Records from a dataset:

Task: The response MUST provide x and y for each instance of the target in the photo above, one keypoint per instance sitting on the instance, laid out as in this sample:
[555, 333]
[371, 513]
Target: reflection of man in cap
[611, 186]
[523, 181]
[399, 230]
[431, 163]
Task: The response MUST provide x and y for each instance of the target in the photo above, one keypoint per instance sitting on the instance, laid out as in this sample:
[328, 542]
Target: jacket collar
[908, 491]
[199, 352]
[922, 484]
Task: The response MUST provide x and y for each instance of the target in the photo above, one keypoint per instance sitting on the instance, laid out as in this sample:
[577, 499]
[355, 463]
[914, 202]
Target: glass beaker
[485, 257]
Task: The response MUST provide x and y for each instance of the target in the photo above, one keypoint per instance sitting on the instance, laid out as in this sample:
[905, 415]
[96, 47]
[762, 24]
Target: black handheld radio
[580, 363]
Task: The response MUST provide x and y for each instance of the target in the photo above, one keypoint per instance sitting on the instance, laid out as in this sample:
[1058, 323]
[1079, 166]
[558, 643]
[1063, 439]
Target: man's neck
--
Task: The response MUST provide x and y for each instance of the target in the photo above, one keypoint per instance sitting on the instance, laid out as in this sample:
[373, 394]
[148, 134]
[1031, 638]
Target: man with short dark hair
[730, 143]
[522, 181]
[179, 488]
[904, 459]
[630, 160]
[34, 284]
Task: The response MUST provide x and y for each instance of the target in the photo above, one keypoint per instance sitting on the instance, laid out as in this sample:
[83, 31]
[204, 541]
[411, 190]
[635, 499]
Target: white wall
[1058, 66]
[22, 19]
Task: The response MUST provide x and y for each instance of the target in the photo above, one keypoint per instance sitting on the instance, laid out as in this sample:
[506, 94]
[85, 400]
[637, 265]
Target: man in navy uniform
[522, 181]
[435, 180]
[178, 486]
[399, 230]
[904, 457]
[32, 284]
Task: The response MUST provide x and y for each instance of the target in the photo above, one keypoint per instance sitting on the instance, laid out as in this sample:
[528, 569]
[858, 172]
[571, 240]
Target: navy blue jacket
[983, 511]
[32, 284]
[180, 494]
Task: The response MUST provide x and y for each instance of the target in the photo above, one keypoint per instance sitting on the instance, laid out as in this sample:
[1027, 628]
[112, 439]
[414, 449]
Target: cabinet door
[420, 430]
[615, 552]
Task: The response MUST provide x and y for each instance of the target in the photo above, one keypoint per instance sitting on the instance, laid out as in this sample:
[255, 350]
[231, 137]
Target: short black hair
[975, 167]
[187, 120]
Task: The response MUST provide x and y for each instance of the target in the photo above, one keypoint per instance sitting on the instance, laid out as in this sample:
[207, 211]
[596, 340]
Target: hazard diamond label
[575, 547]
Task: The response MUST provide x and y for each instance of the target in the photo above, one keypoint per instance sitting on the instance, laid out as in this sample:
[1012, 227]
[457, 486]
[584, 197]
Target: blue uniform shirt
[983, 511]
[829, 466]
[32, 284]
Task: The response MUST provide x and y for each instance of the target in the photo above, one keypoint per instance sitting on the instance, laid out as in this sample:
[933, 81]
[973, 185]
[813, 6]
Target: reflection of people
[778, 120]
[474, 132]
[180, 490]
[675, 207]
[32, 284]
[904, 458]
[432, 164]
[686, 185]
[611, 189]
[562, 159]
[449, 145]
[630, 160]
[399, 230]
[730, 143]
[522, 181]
* * *
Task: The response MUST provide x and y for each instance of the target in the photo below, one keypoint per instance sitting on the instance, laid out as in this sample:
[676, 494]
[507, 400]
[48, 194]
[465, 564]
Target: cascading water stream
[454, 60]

▶ _Instructions for the task_
Among the entries above, the lines between the ones containing "Target: glass beaker" and "Target: man's neck", inclusive, are to be transcribed exactly. No other line is to be given.

▶ _Response to this exercise_
Target: glass beaker
[485, 257]
Task: The response MUST provide x and y for each instance of the target in the photo above, one keypoint per instance sitting on the instance, laid out as in this sample:
[905, 415]
[96, 47]
[762, 24]
Target: black handheld radio
[580, 363]
Task: The response MUST provide x and y for each instance of the target in the photo above, one keypoint per instance sitting on the instance, laid out as in this sample:
[1058, 323]
[1079, 166]
[558, 643]
[1063, 439]
Target: man's neck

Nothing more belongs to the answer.